--- START OF Raw records ---

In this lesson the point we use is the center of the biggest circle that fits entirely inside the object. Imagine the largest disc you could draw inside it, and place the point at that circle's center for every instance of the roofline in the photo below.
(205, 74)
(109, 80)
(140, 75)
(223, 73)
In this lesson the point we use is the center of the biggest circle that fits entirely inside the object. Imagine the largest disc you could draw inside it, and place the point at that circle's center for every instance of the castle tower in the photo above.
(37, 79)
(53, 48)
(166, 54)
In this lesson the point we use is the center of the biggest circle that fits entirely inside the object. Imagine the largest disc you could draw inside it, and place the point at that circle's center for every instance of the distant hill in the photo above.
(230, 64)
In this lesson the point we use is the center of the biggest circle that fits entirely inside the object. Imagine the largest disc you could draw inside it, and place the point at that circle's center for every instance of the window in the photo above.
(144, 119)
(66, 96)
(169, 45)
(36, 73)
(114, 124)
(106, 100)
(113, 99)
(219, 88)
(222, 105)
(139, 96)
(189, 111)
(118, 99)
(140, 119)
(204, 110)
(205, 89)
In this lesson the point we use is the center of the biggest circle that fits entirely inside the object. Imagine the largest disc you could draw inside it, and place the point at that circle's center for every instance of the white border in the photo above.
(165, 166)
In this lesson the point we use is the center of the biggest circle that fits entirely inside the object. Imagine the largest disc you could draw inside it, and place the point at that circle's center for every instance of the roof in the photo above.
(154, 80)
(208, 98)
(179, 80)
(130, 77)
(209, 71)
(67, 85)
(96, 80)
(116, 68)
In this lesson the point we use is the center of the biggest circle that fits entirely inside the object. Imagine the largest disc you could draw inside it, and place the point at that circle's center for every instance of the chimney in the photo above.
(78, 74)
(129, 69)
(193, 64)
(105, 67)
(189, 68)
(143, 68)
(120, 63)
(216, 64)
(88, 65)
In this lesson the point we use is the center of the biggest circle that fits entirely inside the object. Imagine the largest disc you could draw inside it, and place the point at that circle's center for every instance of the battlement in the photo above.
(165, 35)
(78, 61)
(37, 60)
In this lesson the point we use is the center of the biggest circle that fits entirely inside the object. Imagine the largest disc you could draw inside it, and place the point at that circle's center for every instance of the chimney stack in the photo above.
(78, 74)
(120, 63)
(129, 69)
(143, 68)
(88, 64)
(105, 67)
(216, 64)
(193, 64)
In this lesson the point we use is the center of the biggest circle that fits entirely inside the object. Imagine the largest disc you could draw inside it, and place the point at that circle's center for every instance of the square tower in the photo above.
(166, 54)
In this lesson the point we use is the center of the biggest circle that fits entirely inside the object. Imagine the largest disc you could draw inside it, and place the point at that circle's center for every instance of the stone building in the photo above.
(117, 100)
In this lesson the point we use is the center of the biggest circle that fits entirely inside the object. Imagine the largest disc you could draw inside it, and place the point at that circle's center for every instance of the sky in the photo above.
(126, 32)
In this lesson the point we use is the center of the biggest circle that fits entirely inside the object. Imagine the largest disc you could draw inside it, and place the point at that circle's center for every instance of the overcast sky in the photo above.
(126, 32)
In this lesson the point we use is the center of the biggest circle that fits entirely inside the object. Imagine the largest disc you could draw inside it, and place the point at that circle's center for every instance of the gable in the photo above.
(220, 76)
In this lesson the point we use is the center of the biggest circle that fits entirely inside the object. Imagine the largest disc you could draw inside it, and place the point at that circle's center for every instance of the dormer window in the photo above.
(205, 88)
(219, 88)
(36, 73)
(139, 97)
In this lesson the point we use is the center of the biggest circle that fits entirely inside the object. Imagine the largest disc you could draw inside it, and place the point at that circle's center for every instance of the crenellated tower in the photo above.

--- END OF Raw records ---
--- START OF Raw records ---

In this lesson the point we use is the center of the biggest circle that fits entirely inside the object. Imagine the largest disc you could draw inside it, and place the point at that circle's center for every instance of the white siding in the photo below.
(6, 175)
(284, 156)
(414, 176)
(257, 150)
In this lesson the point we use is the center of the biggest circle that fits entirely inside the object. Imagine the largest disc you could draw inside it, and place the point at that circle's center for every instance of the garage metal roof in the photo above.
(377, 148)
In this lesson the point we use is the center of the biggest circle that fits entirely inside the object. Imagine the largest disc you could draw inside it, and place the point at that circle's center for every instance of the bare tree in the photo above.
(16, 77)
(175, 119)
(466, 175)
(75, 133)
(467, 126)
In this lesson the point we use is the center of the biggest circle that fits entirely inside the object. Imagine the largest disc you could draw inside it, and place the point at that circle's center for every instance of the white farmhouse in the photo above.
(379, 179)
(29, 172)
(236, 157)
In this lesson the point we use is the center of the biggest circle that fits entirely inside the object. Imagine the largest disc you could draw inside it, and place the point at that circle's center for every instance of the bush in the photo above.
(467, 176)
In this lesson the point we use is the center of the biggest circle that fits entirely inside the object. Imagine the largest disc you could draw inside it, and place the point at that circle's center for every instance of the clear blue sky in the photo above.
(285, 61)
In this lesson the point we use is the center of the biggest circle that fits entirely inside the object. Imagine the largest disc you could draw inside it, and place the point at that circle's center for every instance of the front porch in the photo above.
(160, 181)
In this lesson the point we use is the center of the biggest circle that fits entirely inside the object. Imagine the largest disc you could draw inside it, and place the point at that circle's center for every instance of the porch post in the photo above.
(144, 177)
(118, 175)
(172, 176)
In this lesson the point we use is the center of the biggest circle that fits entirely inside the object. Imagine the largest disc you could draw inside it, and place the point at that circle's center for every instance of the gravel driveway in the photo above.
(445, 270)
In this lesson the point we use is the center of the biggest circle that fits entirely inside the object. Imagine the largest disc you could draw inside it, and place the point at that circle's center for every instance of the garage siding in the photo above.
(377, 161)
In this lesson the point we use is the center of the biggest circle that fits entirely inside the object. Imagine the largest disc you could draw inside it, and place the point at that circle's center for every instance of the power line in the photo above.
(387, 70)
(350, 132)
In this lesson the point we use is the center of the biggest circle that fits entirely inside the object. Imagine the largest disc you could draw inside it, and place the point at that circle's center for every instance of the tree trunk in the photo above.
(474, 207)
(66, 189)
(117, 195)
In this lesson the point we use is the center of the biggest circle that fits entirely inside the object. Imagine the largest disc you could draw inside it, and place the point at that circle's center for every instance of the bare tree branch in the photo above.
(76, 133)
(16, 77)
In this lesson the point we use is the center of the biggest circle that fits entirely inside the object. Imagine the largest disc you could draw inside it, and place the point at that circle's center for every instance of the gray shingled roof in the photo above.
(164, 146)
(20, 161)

--- END OF Raw records ---
--- START OF Raw records ---

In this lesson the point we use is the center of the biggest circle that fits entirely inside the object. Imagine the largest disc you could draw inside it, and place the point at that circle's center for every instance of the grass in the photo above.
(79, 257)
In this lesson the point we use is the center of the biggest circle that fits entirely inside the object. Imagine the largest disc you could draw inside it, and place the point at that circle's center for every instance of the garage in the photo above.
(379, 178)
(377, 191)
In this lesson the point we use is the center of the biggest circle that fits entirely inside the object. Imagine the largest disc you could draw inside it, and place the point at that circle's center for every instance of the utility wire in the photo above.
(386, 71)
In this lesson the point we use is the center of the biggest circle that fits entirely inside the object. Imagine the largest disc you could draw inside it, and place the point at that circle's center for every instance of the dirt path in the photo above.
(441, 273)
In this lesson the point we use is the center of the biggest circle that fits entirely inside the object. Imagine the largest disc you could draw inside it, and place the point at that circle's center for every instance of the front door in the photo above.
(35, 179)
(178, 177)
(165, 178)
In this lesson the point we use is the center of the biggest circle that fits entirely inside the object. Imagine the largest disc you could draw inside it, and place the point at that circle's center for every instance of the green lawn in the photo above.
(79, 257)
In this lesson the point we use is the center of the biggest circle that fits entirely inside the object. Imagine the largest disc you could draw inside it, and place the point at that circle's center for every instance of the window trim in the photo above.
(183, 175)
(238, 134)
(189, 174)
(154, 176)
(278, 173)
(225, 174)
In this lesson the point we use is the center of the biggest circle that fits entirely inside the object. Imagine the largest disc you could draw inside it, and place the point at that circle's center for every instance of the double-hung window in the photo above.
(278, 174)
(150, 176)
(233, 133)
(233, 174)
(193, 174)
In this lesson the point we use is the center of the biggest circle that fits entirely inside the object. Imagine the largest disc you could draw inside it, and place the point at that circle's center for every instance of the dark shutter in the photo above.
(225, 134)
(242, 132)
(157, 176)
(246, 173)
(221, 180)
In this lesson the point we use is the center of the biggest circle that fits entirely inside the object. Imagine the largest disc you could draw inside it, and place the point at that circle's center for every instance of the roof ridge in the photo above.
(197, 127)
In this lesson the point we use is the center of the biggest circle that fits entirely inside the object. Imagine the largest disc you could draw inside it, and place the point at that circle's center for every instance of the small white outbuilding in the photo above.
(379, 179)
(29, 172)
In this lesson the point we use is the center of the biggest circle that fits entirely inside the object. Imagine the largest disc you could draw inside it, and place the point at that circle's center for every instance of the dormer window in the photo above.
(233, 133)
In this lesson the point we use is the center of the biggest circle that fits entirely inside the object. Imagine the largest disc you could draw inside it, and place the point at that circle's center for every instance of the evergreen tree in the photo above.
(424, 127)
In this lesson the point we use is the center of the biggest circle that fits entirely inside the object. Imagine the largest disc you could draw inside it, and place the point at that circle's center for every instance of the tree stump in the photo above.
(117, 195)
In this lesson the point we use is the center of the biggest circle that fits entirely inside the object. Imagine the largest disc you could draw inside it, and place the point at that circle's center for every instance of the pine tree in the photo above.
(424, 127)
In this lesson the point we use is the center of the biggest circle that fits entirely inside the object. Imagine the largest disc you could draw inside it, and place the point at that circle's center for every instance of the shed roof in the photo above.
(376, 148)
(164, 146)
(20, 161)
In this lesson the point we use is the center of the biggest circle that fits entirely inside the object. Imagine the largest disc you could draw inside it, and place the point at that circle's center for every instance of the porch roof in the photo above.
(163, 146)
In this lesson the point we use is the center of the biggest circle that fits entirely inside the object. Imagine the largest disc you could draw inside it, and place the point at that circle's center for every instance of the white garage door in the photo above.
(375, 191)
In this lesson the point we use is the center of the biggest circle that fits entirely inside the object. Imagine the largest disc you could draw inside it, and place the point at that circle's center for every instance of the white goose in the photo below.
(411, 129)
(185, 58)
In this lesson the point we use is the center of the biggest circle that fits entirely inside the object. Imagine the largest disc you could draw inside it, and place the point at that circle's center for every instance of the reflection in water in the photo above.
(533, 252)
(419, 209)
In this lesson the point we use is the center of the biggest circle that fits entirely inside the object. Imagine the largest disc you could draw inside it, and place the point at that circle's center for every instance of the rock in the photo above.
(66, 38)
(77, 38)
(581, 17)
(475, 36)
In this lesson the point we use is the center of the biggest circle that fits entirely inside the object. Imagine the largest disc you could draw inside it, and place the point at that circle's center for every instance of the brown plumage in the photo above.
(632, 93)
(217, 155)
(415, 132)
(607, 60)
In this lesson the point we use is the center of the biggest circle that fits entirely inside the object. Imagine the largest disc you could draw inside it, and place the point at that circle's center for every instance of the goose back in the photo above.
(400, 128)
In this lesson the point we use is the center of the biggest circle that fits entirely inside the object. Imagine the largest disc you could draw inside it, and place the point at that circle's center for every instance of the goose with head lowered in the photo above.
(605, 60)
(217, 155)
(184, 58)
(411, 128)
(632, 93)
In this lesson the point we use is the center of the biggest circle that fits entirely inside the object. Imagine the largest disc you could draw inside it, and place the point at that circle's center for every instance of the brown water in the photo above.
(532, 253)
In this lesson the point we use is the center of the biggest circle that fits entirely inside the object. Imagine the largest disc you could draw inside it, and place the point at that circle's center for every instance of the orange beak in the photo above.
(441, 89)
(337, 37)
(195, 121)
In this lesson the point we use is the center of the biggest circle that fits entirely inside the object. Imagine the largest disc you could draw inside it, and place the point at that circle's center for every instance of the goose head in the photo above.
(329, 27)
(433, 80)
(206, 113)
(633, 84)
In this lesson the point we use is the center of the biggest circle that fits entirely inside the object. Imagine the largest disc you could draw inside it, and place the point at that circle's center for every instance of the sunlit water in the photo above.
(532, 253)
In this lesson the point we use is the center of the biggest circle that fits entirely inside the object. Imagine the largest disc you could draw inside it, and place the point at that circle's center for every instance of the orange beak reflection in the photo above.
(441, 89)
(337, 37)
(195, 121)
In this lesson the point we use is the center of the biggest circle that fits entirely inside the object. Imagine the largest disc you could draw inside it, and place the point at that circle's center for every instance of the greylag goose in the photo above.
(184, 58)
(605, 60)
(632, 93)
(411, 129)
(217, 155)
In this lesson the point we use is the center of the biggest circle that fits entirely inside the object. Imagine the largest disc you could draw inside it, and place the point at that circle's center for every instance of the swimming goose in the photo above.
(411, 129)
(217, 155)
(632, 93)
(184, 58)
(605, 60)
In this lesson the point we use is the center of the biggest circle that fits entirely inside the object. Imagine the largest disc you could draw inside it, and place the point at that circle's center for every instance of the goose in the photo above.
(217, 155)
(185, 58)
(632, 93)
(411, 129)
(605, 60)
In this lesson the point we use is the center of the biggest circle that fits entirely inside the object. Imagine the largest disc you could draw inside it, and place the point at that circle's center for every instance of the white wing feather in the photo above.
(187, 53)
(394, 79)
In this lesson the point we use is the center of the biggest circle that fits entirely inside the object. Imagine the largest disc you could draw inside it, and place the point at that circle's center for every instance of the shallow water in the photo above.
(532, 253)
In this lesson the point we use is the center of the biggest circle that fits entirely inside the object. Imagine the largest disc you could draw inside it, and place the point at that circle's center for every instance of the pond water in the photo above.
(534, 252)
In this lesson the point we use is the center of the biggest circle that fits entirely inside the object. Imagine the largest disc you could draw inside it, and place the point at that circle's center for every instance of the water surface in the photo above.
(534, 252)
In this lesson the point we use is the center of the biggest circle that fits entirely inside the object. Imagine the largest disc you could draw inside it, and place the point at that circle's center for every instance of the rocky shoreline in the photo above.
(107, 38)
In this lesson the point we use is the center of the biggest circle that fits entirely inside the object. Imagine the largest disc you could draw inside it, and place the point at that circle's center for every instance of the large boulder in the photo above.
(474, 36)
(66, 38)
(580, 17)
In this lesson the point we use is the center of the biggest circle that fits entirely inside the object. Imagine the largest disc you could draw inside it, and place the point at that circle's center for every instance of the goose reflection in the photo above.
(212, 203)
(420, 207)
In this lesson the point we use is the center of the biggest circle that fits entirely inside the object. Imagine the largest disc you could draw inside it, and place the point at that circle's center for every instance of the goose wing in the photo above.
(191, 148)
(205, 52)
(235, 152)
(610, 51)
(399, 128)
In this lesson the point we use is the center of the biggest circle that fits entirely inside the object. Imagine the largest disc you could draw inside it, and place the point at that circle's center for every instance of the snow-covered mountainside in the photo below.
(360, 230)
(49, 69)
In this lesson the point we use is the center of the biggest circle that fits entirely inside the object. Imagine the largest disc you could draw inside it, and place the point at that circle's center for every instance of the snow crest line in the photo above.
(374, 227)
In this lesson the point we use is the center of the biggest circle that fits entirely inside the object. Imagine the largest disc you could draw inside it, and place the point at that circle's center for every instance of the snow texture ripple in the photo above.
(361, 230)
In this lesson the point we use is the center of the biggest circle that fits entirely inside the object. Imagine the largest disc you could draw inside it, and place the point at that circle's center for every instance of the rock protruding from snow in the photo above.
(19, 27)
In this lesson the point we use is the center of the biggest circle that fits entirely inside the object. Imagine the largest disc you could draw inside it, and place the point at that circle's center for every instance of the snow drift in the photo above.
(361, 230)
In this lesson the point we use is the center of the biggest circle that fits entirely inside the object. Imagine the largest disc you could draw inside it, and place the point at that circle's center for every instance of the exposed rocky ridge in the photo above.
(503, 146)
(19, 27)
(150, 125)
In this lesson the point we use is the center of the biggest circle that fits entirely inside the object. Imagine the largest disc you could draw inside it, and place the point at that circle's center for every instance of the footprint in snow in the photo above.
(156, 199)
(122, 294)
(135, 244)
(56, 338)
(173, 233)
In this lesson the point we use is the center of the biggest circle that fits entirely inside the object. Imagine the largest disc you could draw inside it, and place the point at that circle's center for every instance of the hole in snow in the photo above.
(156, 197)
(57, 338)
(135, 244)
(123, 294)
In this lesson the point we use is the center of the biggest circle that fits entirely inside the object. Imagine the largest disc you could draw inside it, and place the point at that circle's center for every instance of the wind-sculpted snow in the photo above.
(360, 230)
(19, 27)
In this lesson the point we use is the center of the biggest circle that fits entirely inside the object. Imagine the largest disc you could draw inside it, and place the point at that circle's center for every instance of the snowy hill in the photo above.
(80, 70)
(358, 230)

--- END OF Raw records ---

Extract every line of the records above that contains the word "brown". Match case exactly.

In this lesson the point we use is the center of the biggest circle that fits entirely inside the object. Imagine the largest disc you could draw inside it, and place the point at that circle's center for every instance of the brown plumage in the photo above.
In this lesson the point we use is the center of the biggest circle that fits entirely inside the object. Imagine the largest disc you could draw inside it, and place the point at that circle's center for every instance of the brown water in the photo above.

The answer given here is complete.